Text provided section start

Threads of Feeling

London’s foundling children were orphans in the midst of a crowded city. The exhibit Threads of Feeling tells their stories, as well as those of their mothers.

Learn more: Threads of Feeling

Transcript

Harmony Hunter: Hi, welcome to the podcast. I’m Harmony Hunter. We have a really fascinating show for you this week centering around an upcoming exhibit at the museums of Colonial Williamsburg. The exhibit, Threads of Feeling, opens May 25, 2013 and runs through May 27, 2014. Threads of Feeling centers around the story of the London Foundling Hospital. Our guest today is John Styles, curator of the exhibit on loan to us from the London Foundling Hospital Museum. John, thank you for being here today.

John Styles: It’s a pleasure.

Harmony: So, John, tell us first what is the London Foundling Hospital? What did they do there?

John: It's called a hospital, but we think of it as more of an orphanage. It was set up, founded in 1739 in the middle decades of the 18th century to take in children, in fact babies, very, very small children, who had been abandoned in the streets of London. London was then, as now, the capital of England and was a growing, very successful center, but was characterized by real extremes of wealth and poverty. There were the lords and ladies and the bankers and merchants at the top of the pile but there were very, very poor people at the bottom. People felt, richer people felt, philanthropic people felt, that there was a real problem of child abandonment and that something had to be done about this for the good of the children.

Harmony: We’ve talked about these children as being abandoned, but often they were also surrendered by their mothers. How did that process work when the children were brought to the Foundling Hospital?

John: Well yes, behind the setting up of the hospital was this idea that there were children being just left in the streets of London with no one to look after them. And of course, that did happen from time to time then as it still happens today. But actually most of the children who came were, as you say, brought by their mothers who felt that they just couldn’t look after these babies anymore. I mean we’re talking about one week or two-week-old babies. Its often thought that these were all the offspring of single mothers, that they were illegitimate children, but that’s not strictly true. Something like a third of them were probably born to married parents who had also fallen on hard times. So most of the children who came were children who had one or more parents, but whose parents were just so poor, so impoverished they just couldn’t look after them.

Text provided section end

*Questions on the material*
(1) According to the podcast transcript, in what year was the London Foundling Hospital founded?
(2) Copy the podcast transcript word for word, starting at "Harmony: So, John, tell" and ending at "of the children.".

Material provided section start

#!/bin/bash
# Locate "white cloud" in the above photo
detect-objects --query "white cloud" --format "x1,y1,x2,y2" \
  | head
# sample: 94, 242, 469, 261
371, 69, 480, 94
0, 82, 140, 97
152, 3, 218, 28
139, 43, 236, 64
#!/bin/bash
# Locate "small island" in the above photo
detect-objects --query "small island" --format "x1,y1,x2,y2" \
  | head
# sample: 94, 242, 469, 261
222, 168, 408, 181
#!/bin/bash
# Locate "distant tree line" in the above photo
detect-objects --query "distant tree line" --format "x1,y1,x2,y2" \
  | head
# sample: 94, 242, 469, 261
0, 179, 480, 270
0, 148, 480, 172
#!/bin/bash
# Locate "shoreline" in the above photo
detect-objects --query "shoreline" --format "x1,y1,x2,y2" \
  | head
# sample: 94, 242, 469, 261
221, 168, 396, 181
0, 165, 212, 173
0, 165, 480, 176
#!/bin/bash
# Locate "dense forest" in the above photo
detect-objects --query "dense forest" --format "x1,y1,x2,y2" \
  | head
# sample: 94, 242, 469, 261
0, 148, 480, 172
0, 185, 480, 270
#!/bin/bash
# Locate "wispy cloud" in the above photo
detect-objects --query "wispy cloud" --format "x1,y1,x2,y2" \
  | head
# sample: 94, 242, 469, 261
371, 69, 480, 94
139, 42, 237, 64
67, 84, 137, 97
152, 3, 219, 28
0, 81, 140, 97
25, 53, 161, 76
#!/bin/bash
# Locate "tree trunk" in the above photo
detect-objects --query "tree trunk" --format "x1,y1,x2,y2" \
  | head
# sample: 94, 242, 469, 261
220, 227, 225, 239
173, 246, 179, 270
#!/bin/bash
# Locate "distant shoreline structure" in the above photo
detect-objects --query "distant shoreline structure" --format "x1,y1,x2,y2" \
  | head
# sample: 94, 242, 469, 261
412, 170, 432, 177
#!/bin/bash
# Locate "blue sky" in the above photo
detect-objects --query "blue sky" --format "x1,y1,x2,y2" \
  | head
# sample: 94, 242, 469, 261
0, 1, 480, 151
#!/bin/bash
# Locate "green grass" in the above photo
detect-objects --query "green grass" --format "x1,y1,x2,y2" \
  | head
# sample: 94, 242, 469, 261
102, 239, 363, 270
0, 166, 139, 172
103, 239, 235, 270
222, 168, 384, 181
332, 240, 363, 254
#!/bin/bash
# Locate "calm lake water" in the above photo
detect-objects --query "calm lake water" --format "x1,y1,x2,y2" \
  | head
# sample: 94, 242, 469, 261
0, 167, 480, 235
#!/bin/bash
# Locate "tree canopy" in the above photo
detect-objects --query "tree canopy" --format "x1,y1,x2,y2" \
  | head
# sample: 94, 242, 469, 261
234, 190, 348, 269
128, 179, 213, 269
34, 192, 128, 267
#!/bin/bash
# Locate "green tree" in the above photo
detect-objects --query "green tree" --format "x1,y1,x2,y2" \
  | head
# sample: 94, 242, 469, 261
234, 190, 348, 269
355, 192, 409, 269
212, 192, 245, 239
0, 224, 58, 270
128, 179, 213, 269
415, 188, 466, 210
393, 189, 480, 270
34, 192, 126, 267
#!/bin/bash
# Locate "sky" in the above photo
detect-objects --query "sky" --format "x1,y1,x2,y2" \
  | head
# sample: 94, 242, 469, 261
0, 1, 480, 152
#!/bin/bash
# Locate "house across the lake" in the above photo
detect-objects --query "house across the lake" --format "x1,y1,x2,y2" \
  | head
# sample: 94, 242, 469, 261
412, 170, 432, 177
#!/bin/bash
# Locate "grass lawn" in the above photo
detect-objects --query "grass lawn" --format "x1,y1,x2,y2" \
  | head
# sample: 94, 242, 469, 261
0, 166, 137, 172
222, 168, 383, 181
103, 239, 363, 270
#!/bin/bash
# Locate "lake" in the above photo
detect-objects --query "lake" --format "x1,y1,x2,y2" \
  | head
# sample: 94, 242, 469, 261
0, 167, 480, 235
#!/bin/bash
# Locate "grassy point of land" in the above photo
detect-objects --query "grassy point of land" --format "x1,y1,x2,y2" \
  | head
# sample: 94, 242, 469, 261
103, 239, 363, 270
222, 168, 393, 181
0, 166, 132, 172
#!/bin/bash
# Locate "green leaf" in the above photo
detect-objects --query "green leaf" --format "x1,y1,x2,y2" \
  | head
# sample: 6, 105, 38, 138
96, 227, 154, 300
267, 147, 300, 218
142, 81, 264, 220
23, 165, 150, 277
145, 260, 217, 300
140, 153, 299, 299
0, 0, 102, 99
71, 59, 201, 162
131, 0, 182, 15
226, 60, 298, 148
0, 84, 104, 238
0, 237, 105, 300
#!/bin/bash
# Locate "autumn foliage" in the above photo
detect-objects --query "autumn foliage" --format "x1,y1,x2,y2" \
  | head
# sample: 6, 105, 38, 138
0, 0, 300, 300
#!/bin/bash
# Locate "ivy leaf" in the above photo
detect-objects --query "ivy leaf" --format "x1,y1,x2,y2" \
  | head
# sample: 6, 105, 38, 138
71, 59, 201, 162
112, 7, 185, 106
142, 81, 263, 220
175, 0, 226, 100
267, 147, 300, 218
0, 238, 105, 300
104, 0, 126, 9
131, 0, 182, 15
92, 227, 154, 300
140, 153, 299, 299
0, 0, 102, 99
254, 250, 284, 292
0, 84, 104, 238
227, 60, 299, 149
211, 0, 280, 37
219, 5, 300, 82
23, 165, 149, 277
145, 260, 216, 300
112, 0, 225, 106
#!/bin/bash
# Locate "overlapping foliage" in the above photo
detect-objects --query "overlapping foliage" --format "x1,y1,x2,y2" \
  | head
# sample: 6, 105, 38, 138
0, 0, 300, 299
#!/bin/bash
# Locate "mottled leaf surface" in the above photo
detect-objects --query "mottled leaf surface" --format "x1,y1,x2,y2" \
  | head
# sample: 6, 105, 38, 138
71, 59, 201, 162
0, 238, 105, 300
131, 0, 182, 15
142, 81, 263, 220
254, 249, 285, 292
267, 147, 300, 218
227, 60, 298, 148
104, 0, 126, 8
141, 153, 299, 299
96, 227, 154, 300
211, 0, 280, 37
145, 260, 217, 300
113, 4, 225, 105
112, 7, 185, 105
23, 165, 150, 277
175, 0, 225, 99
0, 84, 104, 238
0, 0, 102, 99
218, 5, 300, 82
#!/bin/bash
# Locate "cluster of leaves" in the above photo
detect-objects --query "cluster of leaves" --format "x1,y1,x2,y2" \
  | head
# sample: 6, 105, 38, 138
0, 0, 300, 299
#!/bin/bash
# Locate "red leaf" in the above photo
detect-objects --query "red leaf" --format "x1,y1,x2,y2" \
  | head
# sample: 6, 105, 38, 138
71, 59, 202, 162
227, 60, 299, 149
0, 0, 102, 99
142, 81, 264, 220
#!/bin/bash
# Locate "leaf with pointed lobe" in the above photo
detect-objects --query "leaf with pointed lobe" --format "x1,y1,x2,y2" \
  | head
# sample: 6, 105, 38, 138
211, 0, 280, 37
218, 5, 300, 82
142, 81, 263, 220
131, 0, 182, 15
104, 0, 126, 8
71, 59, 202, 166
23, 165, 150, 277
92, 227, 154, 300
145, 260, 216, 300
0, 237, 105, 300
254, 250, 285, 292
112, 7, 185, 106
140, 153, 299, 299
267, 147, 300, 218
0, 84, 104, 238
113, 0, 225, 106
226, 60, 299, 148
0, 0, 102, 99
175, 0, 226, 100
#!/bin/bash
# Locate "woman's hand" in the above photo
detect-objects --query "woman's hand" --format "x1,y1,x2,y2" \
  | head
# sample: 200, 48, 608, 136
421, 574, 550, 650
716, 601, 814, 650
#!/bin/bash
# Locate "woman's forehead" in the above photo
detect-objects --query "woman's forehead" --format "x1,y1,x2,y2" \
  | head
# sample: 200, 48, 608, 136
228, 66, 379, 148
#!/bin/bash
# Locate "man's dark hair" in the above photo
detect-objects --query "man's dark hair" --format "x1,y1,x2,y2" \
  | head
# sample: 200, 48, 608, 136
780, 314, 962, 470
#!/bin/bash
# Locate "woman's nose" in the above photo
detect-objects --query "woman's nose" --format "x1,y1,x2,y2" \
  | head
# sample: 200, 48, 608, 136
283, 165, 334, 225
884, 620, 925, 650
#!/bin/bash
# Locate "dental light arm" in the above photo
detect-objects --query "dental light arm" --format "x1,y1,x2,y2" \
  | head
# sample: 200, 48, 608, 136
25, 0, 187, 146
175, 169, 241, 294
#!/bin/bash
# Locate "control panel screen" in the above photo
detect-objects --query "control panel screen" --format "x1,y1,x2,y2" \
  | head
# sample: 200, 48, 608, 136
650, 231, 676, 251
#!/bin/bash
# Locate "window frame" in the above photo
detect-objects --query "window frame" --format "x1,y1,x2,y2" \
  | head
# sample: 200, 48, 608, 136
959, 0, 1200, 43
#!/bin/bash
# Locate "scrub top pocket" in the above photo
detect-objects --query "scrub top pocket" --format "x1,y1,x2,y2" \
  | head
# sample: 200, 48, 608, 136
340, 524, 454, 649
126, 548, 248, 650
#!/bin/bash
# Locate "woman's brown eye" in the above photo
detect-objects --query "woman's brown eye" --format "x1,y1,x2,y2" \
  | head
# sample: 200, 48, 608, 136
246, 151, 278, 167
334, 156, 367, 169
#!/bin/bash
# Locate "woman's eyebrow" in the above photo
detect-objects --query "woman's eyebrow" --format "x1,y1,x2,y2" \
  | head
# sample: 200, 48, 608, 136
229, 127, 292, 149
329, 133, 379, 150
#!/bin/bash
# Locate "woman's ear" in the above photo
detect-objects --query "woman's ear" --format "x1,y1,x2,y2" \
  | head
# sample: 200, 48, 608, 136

Material provided section end

*Results for the exercise*
(1) 1739

(2)
Harmony: So, John, tell us first what is the London Foundling Hospital? What did they do there?

John: It's called a hospital, but we think of it as more of an orphanage. It was set up, founded in 1739 in the middle decades of the 18th century to take in children, in fact babies, very, very small children, who had been abandoned in the streets of London. London was then, as now, the capital of England and was a growing, very successful center, but was characterized by real extremes of wealth and poverty. There were the lords and ladies and the bankers and merchants at the top of the pile but there were very, very poor people at the bottom. People felt, richer people felt, philanthropic people felt, that there was a real problem of child abandonment and that something had to be done about this for the good of the children.